* [ACTION ITEM] Copy out each line of the entries below in which the string "blue" appears.

Region pointing data
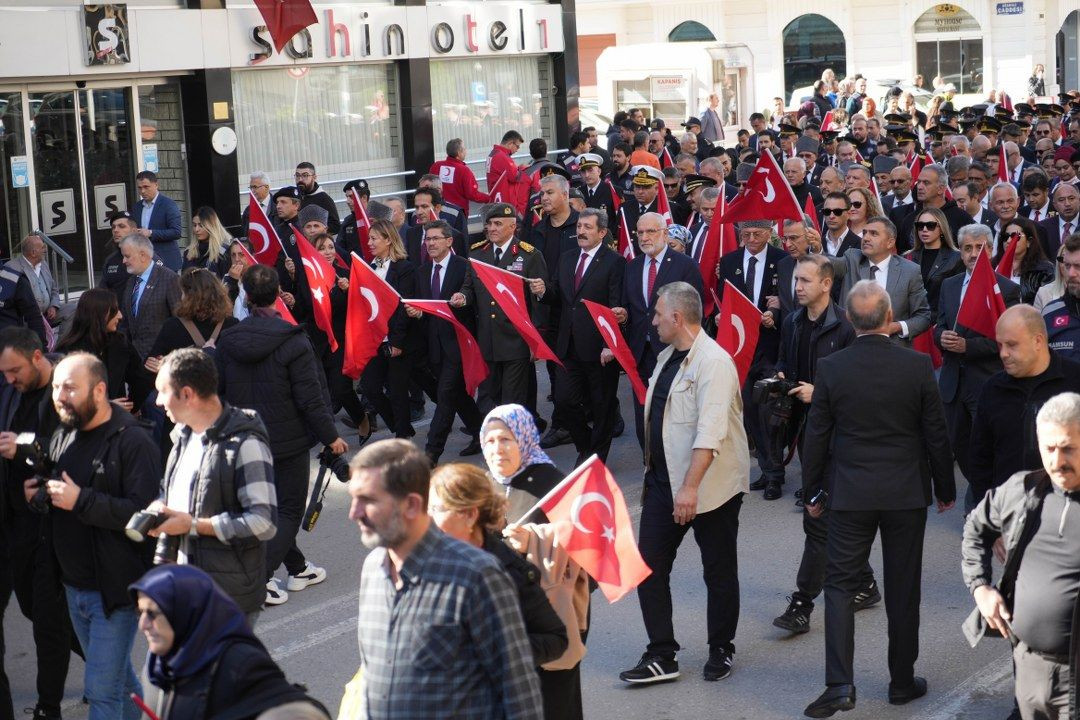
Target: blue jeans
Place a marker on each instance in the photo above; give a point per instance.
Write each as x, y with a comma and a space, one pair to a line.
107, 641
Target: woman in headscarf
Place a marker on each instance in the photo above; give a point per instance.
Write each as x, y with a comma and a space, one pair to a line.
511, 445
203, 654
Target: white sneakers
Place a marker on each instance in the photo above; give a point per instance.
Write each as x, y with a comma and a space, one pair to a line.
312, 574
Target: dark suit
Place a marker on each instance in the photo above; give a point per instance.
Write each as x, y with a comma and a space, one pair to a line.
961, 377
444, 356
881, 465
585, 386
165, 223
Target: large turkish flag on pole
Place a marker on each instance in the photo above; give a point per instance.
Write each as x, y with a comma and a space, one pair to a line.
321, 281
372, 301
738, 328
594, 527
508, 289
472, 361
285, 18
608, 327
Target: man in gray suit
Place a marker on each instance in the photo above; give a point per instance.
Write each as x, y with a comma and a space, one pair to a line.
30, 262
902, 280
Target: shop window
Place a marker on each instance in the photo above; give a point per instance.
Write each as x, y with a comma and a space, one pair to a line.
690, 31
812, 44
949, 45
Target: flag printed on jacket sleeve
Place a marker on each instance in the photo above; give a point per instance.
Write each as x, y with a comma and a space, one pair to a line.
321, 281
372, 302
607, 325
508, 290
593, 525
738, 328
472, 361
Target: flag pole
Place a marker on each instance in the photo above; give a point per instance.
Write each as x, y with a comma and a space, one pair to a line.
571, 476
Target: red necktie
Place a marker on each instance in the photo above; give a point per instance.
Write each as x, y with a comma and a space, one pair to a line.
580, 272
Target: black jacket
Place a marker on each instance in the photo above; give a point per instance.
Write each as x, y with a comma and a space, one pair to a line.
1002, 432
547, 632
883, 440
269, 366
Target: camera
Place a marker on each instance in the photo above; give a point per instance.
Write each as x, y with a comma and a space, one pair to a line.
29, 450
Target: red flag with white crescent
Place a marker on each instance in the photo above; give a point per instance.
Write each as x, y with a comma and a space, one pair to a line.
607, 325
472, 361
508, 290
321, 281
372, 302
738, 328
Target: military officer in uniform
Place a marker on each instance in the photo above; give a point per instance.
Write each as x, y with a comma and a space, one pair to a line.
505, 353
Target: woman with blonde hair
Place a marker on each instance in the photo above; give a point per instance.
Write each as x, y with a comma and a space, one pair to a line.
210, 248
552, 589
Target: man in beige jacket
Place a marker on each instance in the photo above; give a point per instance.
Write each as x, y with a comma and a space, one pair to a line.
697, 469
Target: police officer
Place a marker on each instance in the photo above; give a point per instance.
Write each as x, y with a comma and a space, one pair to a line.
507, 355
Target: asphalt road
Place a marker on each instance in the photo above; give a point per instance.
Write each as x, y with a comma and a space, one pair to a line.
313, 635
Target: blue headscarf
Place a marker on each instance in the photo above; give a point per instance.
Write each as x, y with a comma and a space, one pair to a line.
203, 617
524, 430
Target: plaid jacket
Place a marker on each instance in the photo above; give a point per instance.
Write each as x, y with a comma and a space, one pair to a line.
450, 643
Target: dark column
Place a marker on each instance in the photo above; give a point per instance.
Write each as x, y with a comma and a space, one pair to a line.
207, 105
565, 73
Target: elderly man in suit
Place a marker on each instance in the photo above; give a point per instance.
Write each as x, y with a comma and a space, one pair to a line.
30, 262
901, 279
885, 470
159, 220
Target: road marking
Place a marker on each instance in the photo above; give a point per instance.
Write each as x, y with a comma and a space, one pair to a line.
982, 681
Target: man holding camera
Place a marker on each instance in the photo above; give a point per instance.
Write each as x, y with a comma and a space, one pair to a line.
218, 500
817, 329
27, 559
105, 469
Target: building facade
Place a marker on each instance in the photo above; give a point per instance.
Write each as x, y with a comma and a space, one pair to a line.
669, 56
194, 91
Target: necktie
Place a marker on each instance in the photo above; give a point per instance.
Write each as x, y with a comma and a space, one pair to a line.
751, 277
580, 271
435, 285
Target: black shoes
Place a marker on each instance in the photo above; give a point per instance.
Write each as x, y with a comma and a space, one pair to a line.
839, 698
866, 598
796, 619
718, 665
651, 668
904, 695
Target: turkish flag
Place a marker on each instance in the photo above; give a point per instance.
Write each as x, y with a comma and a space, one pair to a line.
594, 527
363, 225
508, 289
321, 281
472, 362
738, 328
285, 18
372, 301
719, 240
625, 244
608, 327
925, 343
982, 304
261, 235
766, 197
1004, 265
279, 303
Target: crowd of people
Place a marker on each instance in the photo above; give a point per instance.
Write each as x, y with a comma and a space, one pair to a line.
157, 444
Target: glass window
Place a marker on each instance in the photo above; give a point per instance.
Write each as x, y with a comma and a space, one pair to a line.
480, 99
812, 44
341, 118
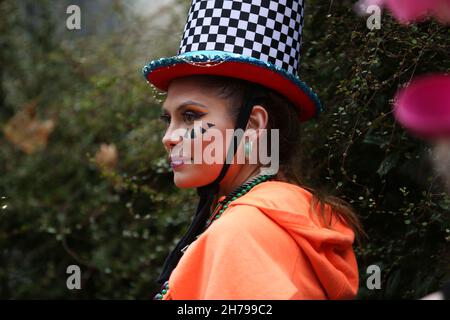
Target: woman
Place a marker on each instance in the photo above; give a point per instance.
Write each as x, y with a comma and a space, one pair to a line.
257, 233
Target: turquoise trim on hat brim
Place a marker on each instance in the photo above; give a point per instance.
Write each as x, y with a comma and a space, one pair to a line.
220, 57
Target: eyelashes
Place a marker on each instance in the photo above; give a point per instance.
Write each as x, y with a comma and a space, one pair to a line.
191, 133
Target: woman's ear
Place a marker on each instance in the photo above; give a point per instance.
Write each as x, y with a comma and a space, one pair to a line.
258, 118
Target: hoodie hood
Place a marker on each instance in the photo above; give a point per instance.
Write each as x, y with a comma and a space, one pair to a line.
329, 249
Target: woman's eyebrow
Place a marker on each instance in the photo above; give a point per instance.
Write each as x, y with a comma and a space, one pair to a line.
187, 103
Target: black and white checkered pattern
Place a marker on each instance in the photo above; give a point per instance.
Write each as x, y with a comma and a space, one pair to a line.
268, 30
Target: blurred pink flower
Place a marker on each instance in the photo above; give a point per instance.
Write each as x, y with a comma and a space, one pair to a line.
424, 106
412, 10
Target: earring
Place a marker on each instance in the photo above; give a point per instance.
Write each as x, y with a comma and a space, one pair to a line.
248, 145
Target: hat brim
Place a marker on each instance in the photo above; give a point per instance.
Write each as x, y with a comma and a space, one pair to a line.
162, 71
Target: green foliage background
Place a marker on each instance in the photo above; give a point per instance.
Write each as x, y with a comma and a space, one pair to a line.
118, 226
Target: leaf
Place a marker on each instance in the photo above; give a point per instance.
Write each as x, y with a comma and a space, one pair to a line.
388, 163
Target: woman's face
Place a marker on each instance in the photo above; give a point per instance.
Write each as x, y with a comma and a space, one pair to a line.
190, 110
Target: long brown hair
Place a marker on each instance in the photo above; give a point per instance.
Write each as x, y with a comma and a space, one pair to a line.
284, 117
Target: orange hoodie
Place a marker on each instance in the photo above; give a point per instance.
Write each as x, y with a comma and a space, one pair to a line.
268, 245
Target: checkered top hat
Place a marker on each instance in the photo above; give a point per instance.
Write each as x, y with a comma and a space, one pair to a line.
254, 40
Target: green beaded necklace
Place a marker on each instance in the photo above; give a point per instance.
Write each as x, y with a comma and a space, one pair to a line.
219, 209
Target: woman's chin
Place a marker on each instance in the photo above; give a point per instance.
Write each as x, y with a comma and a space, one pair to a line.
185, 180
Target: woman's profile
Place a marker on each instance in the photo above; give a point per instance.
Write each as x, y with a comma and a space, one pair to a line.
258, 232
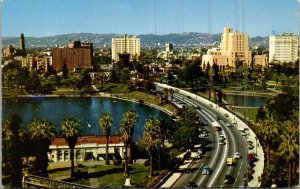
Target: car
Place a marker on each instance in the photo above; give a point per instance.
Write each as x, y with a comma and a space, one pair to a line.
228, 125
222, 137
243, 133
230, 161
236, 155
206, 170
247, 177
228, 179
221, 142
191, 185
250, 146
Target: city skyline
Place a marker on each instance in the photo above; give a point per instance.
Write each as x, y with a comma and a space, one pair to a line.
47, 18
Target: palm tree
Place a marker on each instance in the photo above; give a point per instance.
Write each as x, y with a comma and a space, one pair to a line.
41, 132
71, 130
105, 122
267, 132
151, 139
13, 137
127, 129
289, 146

--

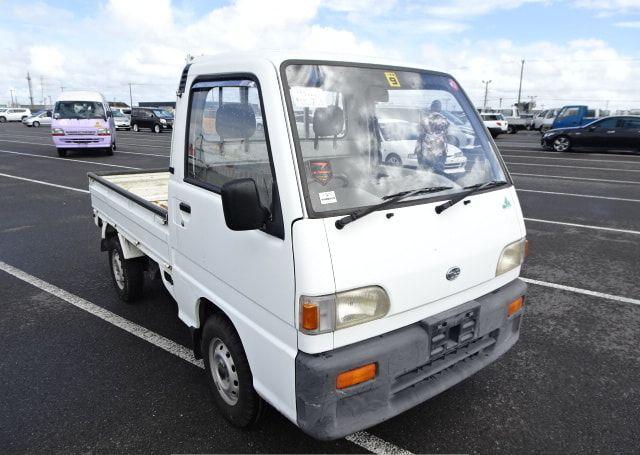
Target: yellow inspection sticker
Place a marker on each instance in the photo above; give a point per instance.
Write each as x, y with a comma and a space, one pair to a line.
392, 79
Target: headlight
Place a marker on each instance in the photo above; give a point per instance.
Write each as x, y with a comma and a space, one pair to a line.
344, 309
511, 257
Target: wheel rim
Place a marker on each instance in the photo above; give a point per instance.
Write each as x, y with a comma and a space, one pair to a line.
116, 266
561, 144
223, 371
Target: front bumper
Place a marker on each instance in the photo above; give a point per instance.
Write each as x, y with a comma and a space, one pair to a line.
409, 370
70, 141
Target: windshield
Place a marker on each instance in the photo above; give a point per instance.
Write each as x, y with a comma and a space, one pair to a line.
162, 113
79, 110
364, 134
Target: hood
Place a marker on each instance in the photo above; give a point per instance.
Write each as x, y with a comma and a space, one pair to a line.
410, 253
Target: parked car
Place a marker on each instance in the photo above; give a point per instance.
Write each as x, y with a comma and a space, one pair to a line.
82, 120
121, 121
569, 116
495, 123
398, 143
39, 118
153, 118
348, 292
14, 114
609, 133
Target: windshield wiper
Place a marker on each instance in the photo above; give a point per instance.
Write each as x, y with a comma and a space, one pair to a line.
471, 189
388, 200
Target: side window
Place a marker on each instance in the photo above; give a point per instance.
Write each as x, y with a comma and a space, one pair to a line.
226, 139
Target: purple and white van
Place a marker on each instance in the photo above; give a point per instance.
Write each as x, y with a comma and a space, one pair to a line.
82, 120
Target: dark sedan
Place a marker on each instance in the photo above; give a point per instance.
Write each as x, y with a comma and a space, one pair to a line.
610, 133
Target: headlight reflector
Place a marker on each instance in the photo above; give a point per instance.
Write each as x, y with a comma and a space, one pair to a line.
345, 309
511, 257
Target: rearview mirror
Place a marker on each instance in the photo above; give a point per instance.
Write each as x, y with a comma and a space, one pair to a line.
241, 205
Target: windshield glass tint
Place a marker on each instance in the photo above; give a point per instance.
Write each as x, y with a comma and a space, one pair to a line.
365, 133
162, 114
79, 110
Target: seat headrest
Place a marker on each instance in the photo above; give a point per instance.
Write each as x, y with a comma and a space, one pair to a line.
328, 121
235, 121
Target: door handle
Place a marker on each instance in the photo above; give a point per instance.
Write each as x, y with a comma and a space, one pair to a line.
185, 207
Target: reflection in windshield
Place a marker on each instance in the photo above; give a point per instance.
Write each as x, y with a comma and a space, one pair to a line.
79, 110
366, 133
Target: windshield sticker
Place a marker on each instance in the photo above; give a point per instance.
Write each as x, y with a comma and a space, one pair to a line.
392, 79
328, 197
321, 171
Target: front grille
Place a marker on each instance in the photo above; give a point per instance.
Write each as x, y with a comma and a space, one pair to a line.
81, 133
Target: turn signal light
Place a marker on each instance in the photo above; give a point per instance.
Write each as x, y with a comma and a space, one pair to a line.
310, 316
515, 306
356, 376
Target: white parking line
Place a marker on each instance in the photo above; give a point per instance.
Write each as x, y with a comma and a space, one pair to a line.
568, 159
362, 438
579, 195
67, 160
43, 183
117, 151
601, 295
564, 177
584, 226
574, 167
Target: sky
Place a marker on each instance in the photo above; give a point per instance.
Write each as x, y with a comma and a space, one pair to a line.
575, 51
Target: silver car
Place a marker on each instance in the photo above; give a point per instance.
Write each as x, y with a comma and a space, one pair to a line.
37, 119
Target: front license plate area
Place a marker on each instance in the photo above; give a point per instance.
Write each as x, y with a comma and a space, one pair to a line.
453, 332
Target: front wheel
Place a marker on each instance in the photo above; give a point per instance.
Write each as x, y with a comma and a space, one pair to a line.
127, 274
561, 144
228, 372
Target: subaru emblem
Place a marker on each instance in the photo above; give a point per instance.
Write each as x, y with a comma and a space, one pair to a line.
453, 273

* [RESPONSE AREA]
Target: blue jeans
Target: blue headscarf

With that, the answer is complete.